▶ **Exercise task 1**:
Identify every line in the rows below that contains the word "drape", and copy each of those lines.

---- Text

For TC intensity, our primary analysis uses MSLP. Since MSLP data are missing for some instances, we use the average of MSLP values that are recorded over the time window from 18 h prior to the surge maximum to 6 h post surge maximum. This choice of timing is motivated by the results of Needham and Keim (2014), who found storm surge best correlates with TC winds 18 h prior to landfall. Additionally, we tested different time windows, shifting it forward or backward in time relative to the time of the surge maximum, including 24 h prior to 12 h post, 12 h prior to 6 h post, and 6 h prior to 6 h post, and found the correlation between surge and MSLP for each time window does not vary significantly. The time window from 18 h prior to 6 h post displayed the highest correlation and was thus chosen as the time window to average TC characteristics over. Hereafter, this will be referenced with respect to other variables throughout this analysis as the time-averaging technique. If there are no recorded MSLP values during this time-averaging window, we remove the TC from our analysis. Table 1 indicates the number of TCs within 500 km for each site before and after we remove those TCs from our analysis. We also analyzed the maximum surface wind speed as a measure of TC intensity but found that wind speed and MSLP are highly correlated (Fig. S1), and thus, we just consider MSLP as a measure of TC intensity for this analysis.
For the calculation of TC path angle, we calculate the change in latitude and longitude between time steps separated by five time steps along the track of the TC. This method allows us to examine the change in the direction of the TC over a longer period of time as opposed to between consecutive time steps. The atan2d function in MATLAB is then utilized to find the TC path angle, as this function returns the four-quadrant inverse tangent. The TC path angles range from 0 or 360∘ (eastward) to 90∘ (northward) to 180∘ (westward) to 270∘ (southward). Examples of TC tracks and their respective path angles for New York, NY, and Charleston, SC, are shown in Fig. 1. The TC path angles are not grouped relative to the site of the tide gauge; rather they are relative to the direction the TC is moving around the time of the surge maximum. For both New York and Charleston, the majority of TCs propagate toward the northeast around the time of the surge maximum, though there are many TCs that also move toward the northwest in Charleston.

--------
---- Materials provided

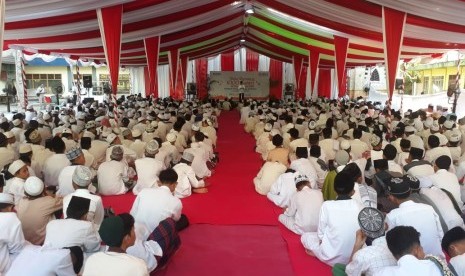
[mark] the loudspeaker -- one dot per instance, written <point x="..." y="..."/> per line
<point x="87" y="79"/>
<point x="88" y="100"/>
<point x="399" y="84"/>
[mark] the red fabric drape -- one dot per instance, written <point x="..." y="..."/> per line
<point x="201" y="69"/>
<point x="276" y="79"/>
<point x="173" y="57"/>
<point x="251" y="62"/>
<point x="300" y="76"/>
<point x="147" y="81"/>
<point x="340" y="46"/>
<point x="152" y="49"/>
<point x="324" y="83"/>
<point x="297" y="63"/>
<point x="314" y="61"/>
<point x="227" y="61"/>
<point x="302" y="83"/>
<point x="110" y="30"/>
<point x="181" y="80"/>
<point x="393" y="31"/>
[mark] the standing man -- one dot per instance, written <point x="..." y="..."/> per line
<point x="241" y="90"/>
<point x="40" y="93"/>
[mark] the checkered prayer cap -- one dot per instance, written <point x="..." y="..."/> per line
<point x="82" y="176"/>
<point x="73" y="153"/>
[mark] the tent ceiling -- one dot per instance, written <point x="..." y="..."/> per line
<point x="279" y="29"/>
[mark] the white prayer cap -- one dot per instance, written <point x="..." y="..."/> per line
<point x="195" y="127"/>
<point x="33" y="186"/>
<point x="428" y="122"/>
<point x="274" y="132"/>
<point x="171" y="137"/>
<point x="410" y="129"/>
<point x="268" y="127"/>
<point x="345" y="145"/>
<point x="90" y="124"/>
<point x="88" y="134"/>
<point x="9" y="134"/>
<point x="82" y="176"/>
<point x="189" y="157"/>
<point x="7" y="198"/>
<point x="16" y="166"/>
<point x="455" y="136"/>
<point x="300" y="178"/>
<point x="152" y="147"/>
<point x="25" y="148"/>
<point x="16" y="122"/>
<point x="312" y="124"/>
<point x="110" y="138"/>
<point x="149" y="128"/>
<point x="375" y="140"/>
<point x="435" y="126"/>
<point x="136" y="133"/>
<point x="382" y="119"/>
<point x="66" y="131"/>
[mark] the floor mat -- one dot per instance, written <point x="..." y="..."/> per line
<point x="230" y="250"/>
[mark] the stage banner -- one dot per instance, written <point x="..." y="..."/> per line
<point x="224" y="84"/>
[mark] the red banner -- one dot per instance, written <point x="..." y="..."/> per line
<point x="276" y="79"/>
<point x="341" y="44"/>
<point x="251" y="62"/>
<point x="324" y="83"/>
<point x="393" y="31"/>
<point x="110" y="30"/>
<point x="152" y="49"/>
<point x="314" y="61"/>
<point x="227" y="61"/>
<point x="201" y="69"/>
<point x="173" y="57"/>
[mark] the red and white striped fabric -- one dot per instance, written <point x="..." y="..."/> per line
<point x="201" y="28"/>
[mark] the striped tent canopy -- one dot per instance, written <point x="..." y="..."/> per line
<point x="280" y="29"/>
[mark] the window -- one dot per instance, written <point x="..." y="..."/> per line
<point x="123" y="82"/>
<point x="374" y="75"/>
<point x="426" y="87"/>
<point x="437" y="84"/>
<point x="50" y="81"/>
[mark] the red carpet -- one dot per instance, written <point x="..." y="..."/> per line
<point x="230" y="250"/>
<point x="232" y="200"/>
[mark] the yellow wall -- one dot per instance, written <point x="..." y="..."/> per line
<point x="445" y="72"/>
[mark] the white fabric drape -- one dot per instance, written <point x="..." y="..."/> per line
<point x="214" y="63"/>
<point x="191" y="71"/>
<point x="163" y="81"/>
<point x="288" y="71"/>
<point x="2" y="27"/>
<point x="137" y="80"/>
<point x="263" y="63"/>
<point x="334" y="89"/>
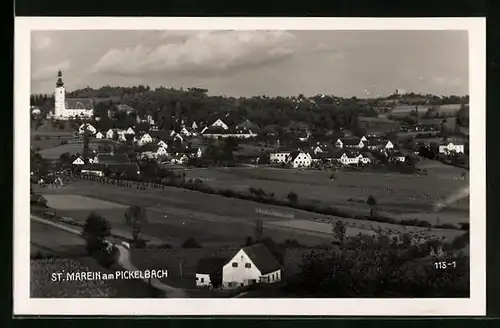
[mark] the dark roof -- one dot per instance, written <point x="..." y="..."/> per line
<point x="116" y="158"/>
<point x="149" y="147"/>
<point x="293" y="155"/>
<point x="79" y="103"/>
<point x="262" y="258"/>
<point x="123" y="168"/>
<point x="191" y="150"/>
<point x="94" y="167"/>
<point x="376" y="142"/>
<point x="350" y="141"/>
<point x="215" y="130"/>
<point x="210" y="265"/>
<point x="161" y="135"/>
<point x="248" y="124"/>
<point x="124" y="108"/>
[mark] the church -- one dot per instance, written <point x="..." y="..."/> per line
<point x="67" y="108"/>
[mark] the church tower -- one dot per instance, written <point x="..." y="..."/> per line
<point x="59" y="96"/>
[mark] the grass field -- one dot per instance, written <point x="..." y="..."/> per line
<point x="176" y="214"/>
<point x="393" y="192"/>
<point x="202" y="221"/>
<point x="71" y="148"/>
<point x="49" y="240"/>
<point x="186" y="259"/>
<point x="41" y="285"/>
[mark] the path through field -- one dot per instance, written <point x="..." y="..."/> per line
<point x="123" y="261"/>
<point x="170" y="292"/>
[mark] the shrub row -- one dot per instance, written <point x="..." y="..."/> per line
<point x="262" y="197"/>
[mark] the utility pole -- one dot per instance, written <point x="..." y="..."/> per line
<point x="180" y="268"/>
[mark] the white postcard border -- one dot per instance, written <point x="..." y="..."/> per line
<point x="475" y="305"/>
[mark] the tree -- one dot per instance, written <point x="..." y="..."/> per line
<point x="135" y="216"/>
<point x="372" y="202"/>
<point x="259" y="230"/>
<point x="95" y="231"/>
<point x="292" y="197"/>
<point x="339" y="231"/>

--------

▶ **Exercise task 2**:
Continue the passage above on tropical cyclone intensity, path angle and storm surge from its last sentence.

▶ **Written response 1**:
[mark] the red fabric drape -- one dot per instance, written <point x="..." y="..."/> per line
[mark] the white fabric drape -- one dot per instance, written <point x="..." y="..."/> per line

▶ **Written response 2**:
Propagation speed is calculated using the distance traveled per 6-hourly time step based on great circles. We then apply the time-averaging technique. For the data that we analyzed, however, the relationship between the surge maximum and TC propagation speed is negligible and is not included in this analysis. This does not mean that propagation speed does not have some physical impact on the surge generated by a TC, but rather that its sole influence on surge is more complex compared to the other variables that influence surge.
The second part of this analysis examines the exceedance probability of a storm surge event through calculating the storm surge heights for various return periods at each site. Surge return levels are calculated using a peaks-over-threshold method (Coles, 2001) by fitting a generalized Pareto distribution (GPD) to the top 1 % of daily storm surge events at each location. Before performing the fitting to the GPD, the events over the threshold are de-clustered using a 2 d window, so we satisfy the assumption of independence (e.g., Wahl et al., 2017). Return levels at 1-, 2-, 5-, 10-, and 25-year intervals are determined from the GPD and are included in Table 3. The likelihood that a TC meets certain criteria (i.e., TC proximity of within 500 km of a location) and produces storm surge exceeding the threshold associated with a 1-year return level is examined through a probabilistic analysis.
Section 3.1 examines the correlation between storm surge and TC characteristics individually, combined, and through conditional sorting. Section 3.2 assesses the probabilities associated with TCs producing storm surge exceeding the 1-year return level given certain TC characteristics.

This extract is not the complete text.